**TRY IT**
Reproduce this listing from its first line through the line with "Target: dragonfly head", inclusive, leaving out all that follows.

**SOURCE MATERIAL**

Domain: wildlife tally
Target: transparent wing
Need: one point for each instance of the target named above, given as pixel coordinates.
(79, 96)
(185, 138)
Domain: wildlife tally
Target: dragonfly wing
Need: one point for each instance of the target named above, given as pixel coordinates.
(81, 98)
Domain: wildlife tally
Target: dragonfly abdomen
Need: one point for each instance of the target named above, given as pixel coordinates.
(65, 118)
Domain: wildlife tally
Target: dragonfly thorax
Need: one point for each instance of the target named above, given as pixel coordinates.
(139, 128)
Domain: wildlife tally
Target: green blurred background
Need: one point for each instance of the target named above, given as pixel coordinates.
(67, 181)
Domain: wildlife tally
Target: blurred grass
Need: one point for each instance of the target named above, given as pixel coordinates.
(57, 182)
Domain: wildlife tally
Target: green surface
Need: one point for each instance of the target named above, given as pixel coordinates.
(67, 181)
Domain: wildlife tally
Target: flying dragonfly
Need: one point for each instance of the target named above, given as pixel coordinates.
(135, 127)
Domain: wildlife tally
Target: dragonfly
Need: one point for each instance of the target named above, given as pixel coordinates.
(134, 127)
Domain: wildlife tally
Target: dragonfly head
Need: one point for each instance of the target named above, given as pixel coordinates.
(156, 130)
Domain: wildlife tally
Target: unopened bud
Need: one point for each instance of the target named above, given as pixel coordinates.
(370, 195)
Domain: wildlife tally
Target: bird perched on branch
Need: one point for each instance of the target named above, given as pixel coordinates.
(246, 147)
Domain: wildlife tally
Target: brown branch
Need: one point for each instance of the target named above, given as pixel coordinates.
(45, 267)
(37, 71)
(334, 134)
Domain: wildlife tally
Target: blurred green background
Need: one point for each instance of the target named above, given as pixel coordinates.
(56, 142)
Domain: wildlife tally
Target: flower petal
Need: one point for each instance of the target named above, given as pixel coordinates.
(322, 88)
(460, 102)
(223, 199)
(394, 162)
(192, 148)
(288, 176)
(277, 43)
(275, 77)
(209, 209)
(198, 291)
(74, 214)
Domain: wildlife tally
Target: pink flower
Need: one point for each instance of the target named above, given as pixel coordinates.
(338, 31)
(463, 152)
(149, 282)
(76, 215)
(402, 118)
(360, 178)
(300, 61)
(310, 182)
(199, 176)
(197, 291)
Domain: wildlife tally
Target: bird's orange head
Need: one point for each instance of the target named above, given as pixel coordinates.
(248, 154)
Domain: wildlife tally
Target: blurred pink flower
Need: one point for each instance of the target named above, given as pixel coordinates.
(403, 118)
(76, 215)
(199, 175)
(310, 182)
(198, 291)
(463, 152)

**SOLUTION TO THIS EXERCISE**
Domain: wildlife tally
Target: transparent wing
Need: one point for each instance of the target named above, given as pixel coordinates.
(79, 96)
(185, 138)
Domain: wildlife tally
Target: dragonfly wing
Need: one point for each instance of the target named above, given as pixel coordinates.
(81, 98)
Domain: wildlife tally
Target: dragonfly abdomen
Need: one point for each instance of the target named above, given as pixel coordinates.
(65, 118)
Domain: wildlife tally
Target: dragonfly thorax
Need: one point for each instance of the target named above, given as pixel coordinates.
(139, 128)
Domain: wildlife tally
Target: green blurred background
Need: one point for each instance of the target named above, given as pixel coordinates.
(67, 181)
Domain: wildlife tally
Target: blurred grass
Need: one point for each instance of the target named above, given as pixel coordinates.
(57, 182)
Domain: wildlife tally
Target: green surface
Need: one point for each instance of the target named above, given as pixel coordinates.
(67, 181)
Domain: wildlife tally
Target: flying dragonfly
Need: one point for each instance of the target named above, given as pixel coordinates.
(135, 127)
Domain: wildlife tally
Target: dragonfly
Need: one point for each instance of the target named above, given as pixel coordinates.
(134, 127)
Domain: wildlife tally
Target: dragonfly head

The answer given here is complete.